-- Start Exercise data --

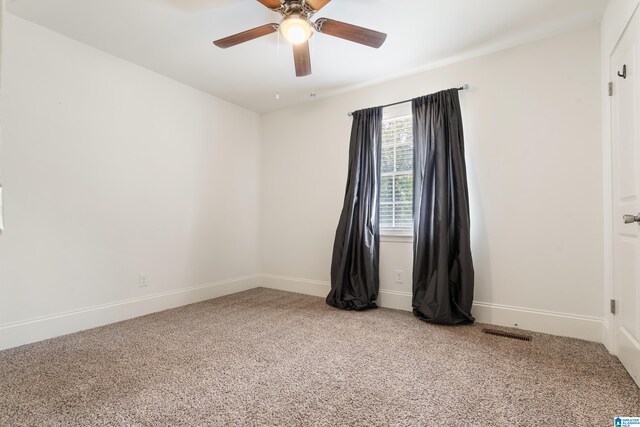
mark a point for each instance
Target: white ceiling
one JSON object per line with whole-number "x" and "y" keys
{"x": 173, "y": 37}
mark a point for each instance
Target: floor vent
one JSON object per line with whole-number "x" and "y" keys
{"x": 506, "y": 334}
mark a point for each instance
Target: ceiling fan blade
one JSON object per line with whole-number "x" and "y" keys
{"x": 302, "y": 59}
{"x": 245, "y": 36}
{"x": 317, "y": 4}
{"x": 350, "y": 32}
{"x": 271, "y": 4}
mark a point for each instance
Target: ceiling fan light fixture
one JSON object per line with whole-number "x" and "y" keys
{"x": 296, "y": 29}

-- End Exercise data --

■ To be done ■
Are you able to set down all the lines above exactly, without any pictures?

■ Output ■
mark a point for each instance
Target: white ceiling
one JSON object per line with whole-number "x" and "y" keys
{"x": 173, "y": 37}
mark a point for each instance
Target: floor vent
one JSON object per line with whole-number "x" and "y" keys
{"x": 506, "y": 334}
mark a point for each instance
Target: ceiling fan blade
one JSON object per line with whole-number "x" and "y" keys
{"x": 302, "y": 59}
{"x": 245, "y": 36}
{"x": 317, "y": 4}
{"x": 350, "y": 32}
{"x": 271, "y": 4}
mark a point for each instance
Target: ceiling fan light fixture
one JSON object per line with whole-number "x" and "y" keys
{"x": 296, "y": 29}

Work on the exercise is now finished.